──────── Material to process ────────
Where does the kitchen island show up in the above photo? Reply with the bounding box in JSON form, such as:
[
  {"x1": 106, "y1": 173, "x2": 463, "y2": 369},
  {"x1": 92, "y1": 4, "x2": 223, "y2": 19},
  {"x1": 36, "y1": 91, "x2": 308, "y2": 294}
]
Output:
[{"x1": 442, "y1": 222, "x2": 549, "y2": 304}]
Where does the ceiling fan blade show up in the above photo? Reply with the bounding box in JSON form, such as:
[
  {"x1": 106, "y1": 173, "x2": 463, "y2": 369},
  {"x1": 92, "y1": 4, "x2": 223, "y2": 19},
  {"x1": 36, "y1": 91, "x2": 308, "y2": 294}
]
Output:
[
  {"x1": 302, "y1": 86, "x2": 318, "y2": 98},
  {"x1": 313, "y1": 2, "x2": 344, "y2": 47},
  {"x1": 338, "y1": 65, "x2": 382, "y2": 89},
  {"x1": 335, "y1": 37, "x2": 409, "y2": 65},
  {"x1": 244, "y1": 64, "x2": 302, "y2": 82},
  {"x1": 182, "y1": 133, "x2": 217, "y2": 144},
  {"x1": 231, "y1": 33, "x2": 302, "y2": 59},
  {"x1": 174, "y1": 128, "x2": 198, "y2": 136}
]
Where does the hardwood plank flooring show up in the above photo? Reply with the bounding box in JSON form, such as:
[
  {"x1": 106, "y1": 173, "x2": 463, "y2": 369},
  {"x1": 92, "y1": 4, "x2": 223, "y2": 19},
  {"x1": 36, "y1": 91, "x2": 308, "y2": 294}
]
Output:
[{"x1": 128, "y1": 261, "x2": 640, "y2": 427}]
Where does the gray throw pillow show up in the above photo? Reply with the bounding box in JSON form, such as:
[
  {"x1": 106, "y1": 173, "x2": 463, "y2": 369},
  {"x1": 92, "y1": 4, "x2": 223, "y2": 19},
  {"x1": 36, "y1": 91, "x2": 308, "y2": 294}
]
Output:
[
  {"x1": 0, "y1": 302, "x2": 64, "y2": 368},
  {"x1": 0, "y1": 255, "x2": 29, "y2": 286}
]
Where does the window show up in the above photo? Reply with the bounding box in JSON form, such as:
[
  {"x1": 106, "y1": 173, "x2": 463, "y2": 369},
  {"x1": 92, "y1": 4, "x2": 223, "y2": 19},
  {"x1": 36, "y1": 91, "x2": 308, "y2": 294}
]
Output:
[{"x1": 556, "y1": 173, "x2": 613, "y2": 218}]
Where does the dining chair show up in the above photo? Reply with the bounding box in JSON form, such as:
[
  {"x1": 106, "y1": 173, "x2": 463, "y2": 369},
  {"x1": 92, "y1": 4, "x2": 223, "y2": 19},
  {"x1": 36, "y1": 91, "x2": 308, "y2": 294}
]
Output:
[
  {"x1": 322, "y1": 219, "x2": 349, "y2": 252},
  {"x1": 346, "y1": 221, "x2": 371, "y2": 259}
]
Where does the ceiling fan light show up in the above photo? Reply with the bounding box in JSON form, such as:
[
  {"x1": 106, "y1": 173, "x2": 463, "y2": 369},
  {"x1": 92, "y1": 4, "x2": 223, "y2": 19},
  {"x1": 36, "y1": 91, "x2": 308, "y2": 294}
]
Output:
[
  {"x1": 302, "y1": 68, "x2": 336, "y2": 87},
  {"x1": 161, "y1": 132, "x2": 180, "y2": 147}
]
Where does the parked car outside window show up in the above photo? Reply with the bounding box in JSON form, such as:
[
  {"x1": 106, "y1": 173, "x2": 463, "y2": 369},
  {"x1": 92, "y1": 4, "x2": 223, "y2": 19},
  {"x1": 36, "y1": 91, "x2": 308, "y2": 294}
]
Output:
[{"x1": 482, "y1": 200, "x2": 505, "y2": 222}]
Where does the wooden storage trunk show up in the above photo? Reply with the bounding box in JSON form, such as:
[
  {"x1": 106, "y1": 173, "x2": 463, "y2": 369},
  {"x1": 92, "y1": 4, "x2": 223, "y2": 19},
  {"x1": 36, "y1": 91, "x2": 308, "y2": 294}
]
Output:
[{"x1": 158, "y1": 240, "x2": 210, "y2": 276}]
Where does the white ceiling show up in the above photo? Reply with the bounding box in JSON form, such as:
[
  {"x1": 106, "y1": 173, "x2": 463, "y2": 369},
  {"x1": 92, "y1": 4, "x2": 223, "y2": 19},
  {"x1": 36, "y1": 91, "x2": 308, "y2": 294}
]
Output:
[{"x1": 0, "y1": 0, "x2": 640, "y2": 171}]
────────
| What is needed |
Convert all of the lines above into a JSON array of strings, one string per line, and omit any blank lines.

| Answer to this problem |
[
  "Where does the kitchen island show up in the above photo? Reply with the bounding box in JSON form, such as:",
  "[",
  "  {\"x1\": 106, \"y1\": 173, \"x2\": 463, \"y2\": 369},",
  "  {\"x1\": 92, \"y1\": 4, \"x2\": 223, \"y2\": 19},",
  "  {\"x1\": 36, \"y1\": 91, \"x2\": 308, \"y2\": 294}",
  "]",
  "Output:",
  "[{\"x1\": 442, \"y1\": 222, \"x2\": 549, \"y2\": 304}]",
  "Where does the ceiling fan blade show up in the above photo? Reply with the bounding box in JSON form, such as:",
  "[",
  "  {\"x1\": 106, \"y1\": 173, \"x2\": 463, \"y2\": 369},",
  "  {\"x1\": 92, \"y1\": 4, \"x2\": 223, \"y2\": 19},",
  "  {\"x1\": 36, \"y1\": 91, \"x2\": 308, \"y2\": 294}",
  "]",
  "Output:",
  "[",
  "  {\"x1\": 302, \"y1\": 86, \"x2\": 318, \"y2\": 98},",
  "  {\"x1\": 313, \"y1\": 2, \"x2\": 344, \"y2\": 47},",
  "  {\"x1\": 338, \"y1\": 65, \"x2\": 382, \"y2\": 89},",
  "  {\"x1\": 335, \"y1\": 37, \"x2\": 409, \"y2\": 65},",
  "  {\"x1\": 244, \"y1\": 64, \"x2\": 302, \"y2\": 82},",
  "  {\"x1\": 182, \"y1\": 133, \"x2\": 217, \"y2\": 144},",
  "  {\"x1\": 231, \"y1\": 33, \"x2\": 302, \"y2\": 59},",
  "  {\"x1\": 174, \"y1\": 128, \"x2\": 198, \"y2\": 136}",
  "]",
  "Where does the hardwood plank flooring show up in the above photo? Reply with the bounding box in JSON form, such as:",
  "[",
  "  {\"x1\": 106, \"y1\": 173, \"x2\": 463, \"y2\": 369},",
  "  {\"x1\": 92, \"y1\": 4, \"x2\": 223, \"y2\": 19},",
  "  {\"x1\": 36, \"y1\": 91, \"x2\": 308, \"y2\": 294}",
  "]",
  "Output:",
  "[{\"x1\": 128, \"y1\": 261, \"x2\": 640, \"y2\": 427}]",
  "Where does the gray throw pillow show up in the above photo? Reply with the bounding box in JSON form, such as:",
  "[",
  "  {\"x1\": 106, \"y1\": 173, \"x2\": 463, \"y2\": 369},",
  "  {\"x1\": 92, \"y1\": 4, \"x2\": 223, \"y2\": 19},",
  "  {\"x1\": 36, \"y1\": 91, \"x2\": 308, \"y2\": 294}",
  "]",
  "Output:",
  "[",
  "  {\"x1\": 0, \"y1\": 302, \"x2\": 64, \"y2\": 368},",
  "  {\"x1\": 0, \"y1\": 255, \"x2\": 29, \"y2\": 286}",
  "]",
  "Where does the window show up in the above photo? Reply with the bounding box in JSON form, such as:",
  "[",
  "  {\"x1\": 106, \"y1\": 173, \"x2\": 463, \"y2\": 369},",
  "  {\"x1\": 92, \"y1\": 4, \"x2\": 223, \"y2\": 19},",
  "  {\"x1\": 36, \"y1\": 91, \"x2\": 308, \"y2\": 294}",
  "]",
  "Output:",
  "[{\"x1\": 556, \"y1\": 173, \"x2\": 613, \"y2\": 218}]",
  "Where does the dining chair show up in the above photo? Reply with the bounding box in JSON form, such as:",
  "[",
  "  {\"x1\": 106, \"y1\": 173, \"x2\": 463, \"y2\": 369},",
  "  {\"x1\": 92, \"y1\": 4, \"x2\": 223, \"y2\": 19},",
  "  {\"x1\": 36, \"y1\": 91, \"x2\": 308, \"y2\": 294}",
  "]",
  "Output:",
  "[",
  "  {\"x1\": 322, \"y1\": 219, \"x2\": 349, \"y2\": 252},",
  "  {\"x1\": 346, \"y1\": 221, \"x2\": 371, \"y2\": 259}",
  "]",
  "Where does the ceiling fan light show up in the above photo? Reply with the bounding box in JSON form, such as:",
  "[",
  "  {\"x1\": 106, \"y1\": 173, \"x2\": 463, \"y2\": 369},",
  "  {\"x1\": 92, \"y1\": 4, \"x2\": 223, \"y2\": 19},",
  "  {\"x1\": 36, \"y1\": 91, \"x2\": 308, \"y2\": 294}",
  "]",
  "Output:",
  "[",
  "  {\"x1\": 302, \"y1\": 68, \"x2\": 336, \"y2\": 87},",
  "  {\"x1\": 161, \"y1\": 132, \"x2\": 180, \"y2\": 147}",
  "]",
  "Where does the parked car outside window show up in the above photo? Reply with the bounding box in JSON form, such as:",
  "[",
  "  {\"x1\": 106, \"y1\": 173, \"x2\": 463, \"y2\": 369},",
  "  {\"x1\": 92, \"y1\": 4, \"x2\": 223, \"y2\": 19},",
  "  {\"x1\": 36, \"y1\": 91, \"x2\": 308, \"y2\": 294}",
  "]",
  "Output:",
  "[{\"x1\": 482, \"y1\": 200, \"x2\": 505, \"y2\": 222}]",
  "Where does the wooden storage trunk show up in the above photo? Reply with the bounding box in JSON form, such as:",
  "[",
  "  {\"x1\": 106, \"y1\": 173, \"x2\": 463, \"y2\": 369},",
  "  {\"x1\": 92, \"y1\": 4, \"x2\": 223, \"y2\": 19},",
  "  {\"x1\": 36, \"y1\": 91, \"x2\": 308, \"y2\": 294}",
  "]",
  "Output:",
  "[{\"x1\": 158, \"y1\": 240, \"x2\": 210, \"y2\": 276}]",
  "Where does the white ceiling show up in the above photo? Reply with the bounding box in JSON form, such as:",
  "[",
  "  {\"x1\": 106, \"y1\": 173, \"x2\": 463, \"y2\": 369},",
  "  {\"x1\": 92, \"y1\": 4, \"x2\": 223, \"y2\": 19},",
  "  {\"x1\": 36, \"y1\": 91, \"x2\": 308, \"y2\": 294}",
  "]",
  "Output:",
  "[{\"x1\": 0, \"y1\": 0, \"x2\": 640, \"y2\": 171}]"
]